From the entries, filter out every line that lacks "region" and copy the rest.

____ Information supplied

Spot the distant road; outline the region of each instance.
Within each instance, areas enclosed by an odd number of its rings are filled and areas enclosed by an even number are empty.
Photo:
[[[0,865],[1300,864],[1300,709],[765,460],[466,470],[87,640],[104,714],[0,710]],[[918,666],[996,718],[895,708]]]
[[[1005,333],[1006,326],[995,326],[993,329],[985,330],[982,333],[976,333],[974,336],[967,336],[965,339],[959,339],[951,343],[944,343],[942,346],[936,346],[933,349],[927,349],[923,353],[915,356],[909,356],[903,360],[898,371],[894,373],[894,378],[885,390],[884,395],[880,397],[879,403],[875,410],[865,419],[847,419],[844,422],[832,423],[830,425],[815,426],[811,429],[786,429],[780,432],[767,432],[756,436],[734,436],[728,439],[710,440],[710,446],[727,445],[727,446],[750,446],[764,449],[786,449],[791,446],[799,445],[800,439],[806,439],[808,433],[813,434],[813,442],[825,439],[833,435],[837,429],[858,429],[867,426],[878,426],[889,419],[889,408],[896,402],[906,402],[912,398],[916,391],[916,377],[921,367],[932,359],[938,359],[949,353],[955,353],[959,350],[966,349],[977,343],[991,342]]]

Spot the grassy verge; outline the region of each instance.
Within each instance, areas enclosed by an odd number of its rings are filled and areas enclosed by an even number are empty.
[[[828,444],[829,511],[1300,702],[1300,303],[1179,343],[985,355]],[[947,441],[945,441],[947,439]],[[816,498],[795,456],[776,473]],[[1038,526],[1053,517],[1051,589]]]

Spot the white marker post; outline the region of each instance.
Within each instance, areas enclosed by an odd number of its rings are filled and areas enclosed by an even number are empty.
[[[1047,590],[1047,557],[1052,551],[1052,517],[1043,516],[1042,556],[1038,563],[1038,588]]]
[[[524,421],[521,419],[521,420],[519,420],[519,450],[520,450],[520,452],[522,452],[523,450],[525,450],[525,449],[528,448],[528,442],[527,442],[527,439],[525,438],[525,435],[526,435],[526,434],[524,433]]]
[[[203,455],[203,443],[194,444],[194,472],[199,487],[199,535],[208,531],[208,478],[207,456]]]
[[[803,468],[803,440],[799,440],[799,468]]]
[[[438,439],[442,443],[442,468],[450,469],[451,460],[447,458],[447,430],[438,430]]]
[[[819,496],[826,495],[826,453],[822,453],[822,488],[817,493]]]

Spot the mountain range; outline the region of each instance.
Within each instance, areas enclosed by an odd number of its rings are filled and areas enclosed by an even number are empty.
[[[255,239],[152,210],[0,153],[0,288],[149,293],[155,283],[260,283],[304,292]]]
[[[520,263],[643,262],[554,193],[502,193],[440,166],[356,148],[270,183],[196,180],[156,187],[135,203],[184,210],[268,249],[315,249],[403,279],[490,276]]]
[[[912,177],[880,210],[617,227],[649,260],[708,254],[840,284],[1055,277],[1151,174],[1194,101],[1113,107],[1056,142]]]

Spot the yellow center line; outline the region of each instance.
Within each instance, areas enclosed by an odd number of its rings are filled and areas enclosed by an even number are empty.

________

(Answer to this exercise)
Spot the distant road; outline the region of each instance.
Spot the grassy verge; outline the region of each instance.
Spot the white marker post; outline the region of each instance.
Spot the mountain range; outline the region of each instance.
Spot the yellow center line; outline the region of each instance.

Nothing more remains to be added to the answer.